▶ **STATED EXERCISE**: Locate each line in the listing below that contains the word "glass", and copy those lines out. Treat uppercase and lowercase as different.

Records from a dataset
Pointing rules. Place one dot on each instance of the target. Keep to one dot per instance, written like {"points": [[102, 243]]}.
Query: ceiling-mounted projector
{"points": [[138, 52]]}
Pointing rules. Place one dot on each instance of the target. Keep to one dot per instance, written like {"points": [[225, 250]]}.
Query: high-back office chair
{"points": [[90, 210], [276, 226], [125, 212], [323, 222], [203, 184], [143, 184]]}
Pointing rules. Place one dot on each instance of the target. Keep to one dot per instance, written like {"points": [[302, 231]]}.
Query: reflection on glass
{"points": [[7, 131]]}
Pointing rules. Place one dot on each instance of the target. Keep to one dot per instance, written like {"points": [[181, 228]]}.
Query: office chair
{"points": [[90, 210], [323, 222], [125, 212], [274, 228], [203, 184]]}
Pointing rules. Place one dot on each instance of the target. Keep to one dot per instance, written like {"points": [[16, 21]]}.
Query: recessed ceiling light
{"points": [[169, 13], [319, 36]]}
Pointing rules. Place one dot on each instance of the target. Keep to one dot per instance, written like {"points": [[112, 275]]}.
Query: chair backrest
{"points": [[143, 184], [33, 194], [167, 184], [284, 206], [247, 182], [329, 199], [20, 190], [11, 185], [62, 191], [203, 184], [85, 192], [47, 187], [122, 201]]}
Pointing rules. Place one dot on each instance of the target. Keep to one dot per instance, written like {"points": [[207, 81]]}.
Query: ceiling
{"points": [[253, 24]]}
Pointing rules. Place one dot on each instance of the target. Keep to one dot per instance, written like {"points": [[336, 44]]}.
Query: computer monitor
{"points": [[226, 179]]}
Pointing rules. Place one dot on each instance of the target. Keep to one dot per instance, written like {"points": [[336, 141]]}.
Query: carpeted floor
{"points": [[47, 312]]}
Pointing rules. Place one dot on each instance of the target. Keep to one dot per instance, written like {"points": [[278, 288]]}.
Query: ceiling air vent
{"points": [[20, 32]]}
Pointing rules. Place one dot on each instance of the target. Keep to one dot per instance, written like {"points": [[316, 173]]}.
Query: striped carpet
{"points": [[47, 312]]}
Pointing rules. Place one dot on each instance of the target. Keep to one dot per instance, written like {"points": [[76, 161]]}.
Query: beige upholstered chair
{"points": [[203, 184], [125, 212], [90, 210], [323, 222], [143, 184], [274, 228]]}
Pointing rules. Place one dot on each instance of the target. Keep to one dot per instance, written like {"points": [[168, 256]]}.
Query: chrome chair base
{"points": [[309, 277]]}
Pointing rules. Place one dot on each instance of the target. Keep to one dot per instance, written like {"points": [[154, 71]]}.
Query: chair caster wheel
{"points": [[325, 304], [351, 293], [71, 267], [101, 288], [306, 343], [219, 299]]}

...

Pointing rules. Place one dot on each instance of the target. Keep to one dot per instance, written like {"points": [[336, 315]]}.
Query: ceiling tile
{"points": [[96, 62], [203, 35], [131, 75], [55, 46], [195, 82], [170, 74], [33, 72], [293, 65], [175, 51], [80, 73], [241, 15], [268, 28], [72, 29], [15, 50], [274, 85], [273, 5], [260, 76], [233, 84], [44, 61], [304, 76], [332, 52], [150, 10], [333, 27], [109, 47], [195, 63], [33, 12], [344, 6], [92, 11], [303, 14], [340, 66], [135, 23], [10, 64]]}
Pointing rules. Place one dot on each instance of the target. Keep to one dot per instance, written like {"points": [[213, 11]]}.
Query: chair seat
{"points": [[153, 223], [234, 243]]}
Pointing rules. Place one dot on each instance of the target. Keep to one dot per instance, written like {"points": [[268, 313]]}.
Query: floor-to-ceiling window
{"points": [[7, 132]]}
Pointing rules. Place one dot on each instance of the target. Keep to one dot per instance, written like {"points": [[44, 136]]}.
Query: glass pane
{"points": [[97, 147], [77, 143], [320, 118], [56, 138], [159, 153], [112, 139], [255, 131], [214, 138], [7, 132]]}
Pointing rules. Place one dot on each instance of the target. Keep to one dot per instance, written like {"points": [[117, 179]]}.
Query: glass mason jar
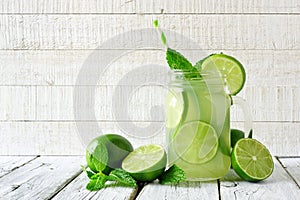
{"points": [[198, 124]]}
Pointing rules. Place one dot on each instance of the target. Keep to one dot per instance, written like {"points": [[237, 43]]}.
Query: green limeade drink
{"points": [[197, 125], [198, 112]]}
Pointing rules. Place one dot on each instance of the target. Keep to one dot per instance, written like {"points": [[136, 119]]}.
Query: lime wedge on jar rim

▶ **WORKED SOLUTION**:
Query: reflection on glass
Query: glass pane
Query: glass mason jar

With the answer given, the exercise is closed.